*Source material*.
____

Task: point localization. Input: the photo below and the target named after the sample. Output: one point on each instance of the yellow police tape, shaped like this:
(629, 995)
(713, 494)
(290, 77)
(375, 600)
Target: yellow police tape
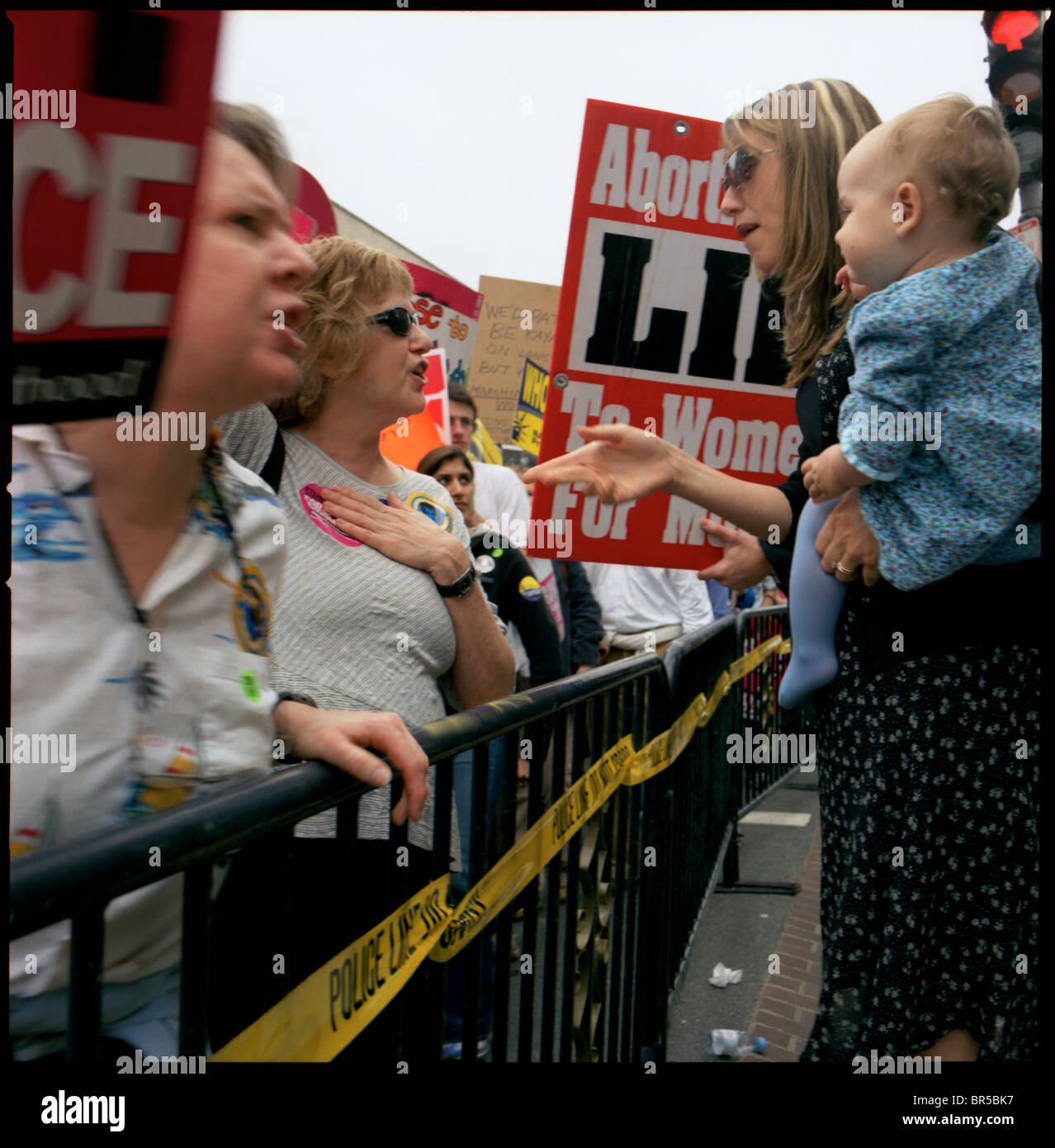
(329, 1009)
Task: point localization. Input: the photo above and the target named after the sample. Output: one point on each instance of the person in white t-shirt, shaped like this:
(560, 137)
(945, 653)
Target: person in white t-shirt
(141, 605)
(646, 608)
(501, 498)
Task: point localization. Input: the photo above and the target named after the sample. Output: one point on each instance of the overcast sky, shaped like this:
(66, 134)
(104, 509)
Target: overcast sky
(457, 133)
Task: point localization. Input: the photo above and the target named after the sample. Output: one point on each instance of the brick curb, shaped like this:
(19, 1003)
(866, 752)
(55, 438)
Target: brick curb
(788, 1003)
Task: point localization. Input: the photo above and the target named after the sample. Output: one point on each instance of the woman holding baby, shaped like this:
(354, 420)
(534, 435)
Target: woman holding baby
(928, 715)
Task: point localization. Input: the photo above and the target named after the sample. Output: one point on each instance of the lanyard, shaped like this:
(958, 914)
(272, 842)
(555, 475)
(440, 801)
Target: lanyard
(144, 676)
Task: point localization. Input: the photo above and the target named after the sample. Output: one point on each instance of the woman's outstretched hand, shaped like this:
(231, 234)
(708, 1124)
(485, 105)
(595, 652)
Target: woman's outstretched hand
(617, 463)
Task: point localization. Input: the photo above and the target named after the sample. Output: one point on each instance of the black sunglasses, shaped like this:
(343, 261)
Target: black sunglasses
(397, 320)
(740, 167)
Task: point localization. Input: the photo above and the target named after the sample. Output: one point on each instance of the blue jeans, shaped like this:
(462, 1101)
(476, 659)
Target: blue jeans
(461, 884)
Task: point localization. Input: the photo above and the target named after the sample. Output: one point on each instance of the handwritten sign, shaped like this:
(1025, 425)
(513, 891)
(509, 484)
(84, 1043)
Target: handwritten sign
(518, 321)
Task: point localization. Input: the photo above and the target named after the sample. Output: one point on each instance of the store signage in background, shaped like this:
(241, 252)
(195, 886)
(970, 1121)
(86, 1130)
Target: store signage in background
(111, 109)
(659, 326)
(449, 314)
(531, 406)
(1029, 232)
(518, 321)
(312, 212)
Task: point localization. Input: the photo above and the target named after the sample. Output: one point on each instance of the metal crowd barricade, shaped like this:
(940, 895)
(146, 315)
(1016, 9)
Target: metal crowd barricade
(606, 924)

____

*Goal*. Write out all the rows above again, switching every "shaped like this" to "formatted like this" and keeping everything else the same. Leave the pictures out.

*Solution*.
Task: point localization. Input: the photo below and the target named after the sample. Output: one point on each instance of the yellow police tape, formatted like this:
(629, 995)
(713, 494)
(290, 77)
(375, 600)
Target: yellow police tape
(329, 1009)
Task: point localization. Input: the photo above and the target named after the sample. Output: one point on each instance of the person in white t-shirt, formatted like this:
(560, 137)
(945, 653)
Target: person in white t-shirt
(141, 605)
(646, 608)
(501, 498)
Task: point localization. Input: the photo above and the target named after the sample. Output: one point on each instance of the overcast sky, formatted like this:
(66, 134)
(104, 509)
Target: overcast sky
(457, 133)
Task: point localization. Input: the photo above and the target named after the sample. Output: one point on each instance of the brick curb, formatted like this:
(19, 1003)
(866, 752)
(55, 438)
Target: brick curb
(788, 1003)
Task: point localization. Input: the photo above and the target named after the sample. Output: one point on each instance of the woman holding baby, formatted like this:
(354, 420)
(534, 435)
Target: woman holding baby
(928, 715)
Task: point localization. Input: the photo above and the target named after the sample. Output: one point on each instance of the lanyard, formatted like this:
(958, 914)
(272, 842)
(555, 475)
(440, 801)
Target: lanyard
(144, 676)
Task: point localization. Input: the photo above and the target named after the sample. Output: one point on each instance of the woman's outstretched hand, formatted like this:
(231, 234)
(708, 1124)
(485, 105)
(595, 652)
Target: woman's outstretched hand
(617, 463)
Task: point localization. Input: the photo above and the target named after the sample. Output: one point on each instance of the black sunglasses, formatted like this:
(343, 261)
Target: black sunglasses
(397, 320)
(740, 167)
Task: point localization. Input: the photo above and the target named after the sample. Output: one point on each instance of the blue jeans, formatted like this:
(462, 1101)
(476, 659)
Target: blue jeans
(461, 884)
Task: point localization. Input: the photo above and the target named after the sample. Output: one point on each instance of the handwritten sign, formatted like this:
(1025, 425)
(513, 891)
(509, 484)
(84, 1043)
Target: handwritten sign
(518, 321)
Task: point localization. Input: the photo above and the target named after the sample. Output: one point on each instance of the store signage in background, formatted like this:
(241, 252)
(195, 886)
(970, 1121)
(86, 1130)
Target: store signage in background
(111, 109)
(659, 326)
(449, 314)
(531, 406)
(1029, 232)
(518, 321)
(312, 212)
Task: point localization. Input: the photo above and the target named after the sample. Output: one point on each instance of the metal crowd barricade, formatted like this:
(940, 895)
(146, 315)
(1016, 9)
Target: metal crowd barricade
(606, 924)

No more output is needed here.